• _WORK INSTRUCTIONS_
(A) According to the passage on canine heart disease models, which gene deletion is associated with the development of familial DCM in Doberman Pinschers?
(B) Return the portion of the passage on canine heart disease models that begins at the words "To produce non-ischemic" and stops after "Muscle Dystrophy (DMD)", copied without any change.

To produce non-ischemic heart failure, ventricular dysfunction is induced by RV tachypacing (TP). Briefly, adult dogs are instrumented with pacemakers with the lead placed in the RV apex. TP is performed at 180 beats per minute (bpm) for 2 weeks, 200 bpm for 6 weeks, 180 bpm for 2 months, 160 bpm for 6 months, and then 120 bpm thereafter [21]. This models the process of arrhythmogenesis during heart failure progression.

2.4. Duchenne Muscle Dystrophy (DMD)

Among the various animal models of DMD, the Golden Retriever muscular dystrophy (GRMD) dog is considered the best model in terms of size and pathology onset. The GRMD dog carries a point mutation in the X-linked dystrophin gene and has a clinical course very similar to that of human patients, characterized by progressive muscle wasting, degeneration, fibrosis, and a shortened lifespan. Cardiac involvement in GRMD dogs has been demonstrated by electrocardiographic studies, with the onset of a progressive cardiomyopathy similar to DMD patients [22].

2.5. Chronic Valvular Disease

This disease, which most often affects the mitral valve, is similar to mitral valve prolapse in humans. However, it has a much more progressive nature, often leading to chronic HF. This disease occurs primarily in middle-aged to older small- and medium-sized dogs and is particularly common in certain breeds, such as the Cavalier King Charles Spaniel, Dachshunds, miniature and toy Poodles, Chihuahuas, and Terrier breeds [23]. Research for this common disease in dogs can be translated to human valvular disease.

2.6. Dilated Cardiomyopathy (DCM)

The second most common heart disease in dogs is DCM. Giant dog breeds, such as Irish Wolfhounds, Great Danes, Saint Bernards, and Newfoundlands, are at risk. Doberman Pinschers and Boxers are also highly predisposed [23]. To serve as models, these animals are instrumented with implanted probes and monitored for weeks or months during the slow development of heart failure, possibly by taking hemodynamic measurements in the conscious state. This has the advantage of producing a physiologically and/or clinically relevant model that allows assessments of cardiac function in the intact animal [8].
This model has provided clues as to the possible pathological mechanisms that involve DCM. One of the most commonly reported canine breeds with familial DCM is the Doberman Pinscher. A deletion in the PDK4 gene is associated with the development of the disease. This gene plays a pivotal role in regulating the energy metabolism and its damage results in a chronic energy starved state [24]. During progression of the disease, cardiac arrhythmia is a common problem but the type of arrhythmia varies. Ventricular arrhythmias predominate in the Doberman Pinscher and Boxer (SCD is very common in these two breeds), whereas atrial fibrillation (AF) is more common in Irish Wolfhounds, Newfoundlands, and other giant breeds. Atrial premature contractions are the primary arrhythmia found in Cocker Spaniels with DCM. DCM typically results in severe dilation of all four cardiac chambers with modest thinning of the ventricular free walls and septum [23].

• _GIVEN INFORMATION_
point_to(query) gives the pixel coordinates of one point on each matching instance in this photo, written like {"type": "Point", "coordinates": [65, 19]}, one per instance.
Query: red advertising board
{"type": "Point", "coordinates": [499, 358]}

• _SOLUTIONS TO THE TASKS_
(A) A deletion in the PDK4 gene.

(B)
To produce non-ischemic heart failure, ventricular dysfunction is induced by RV tachypacing (TP). Briefly, adult dogs are instrumented with pacemakers with the lead placed in the RV apex. TP is performed at 180 beats per minute (bpm) for 2 weeks, 200 bpm for 6 weeks, 180 bpm for 2 months, 160 bpm for 6 months, and then 120 bpm thereafter [21]. This models the process of arrhythmogenesis during heart failure progression.

2.4. Duchenne Muscle Dystrophy (DMD)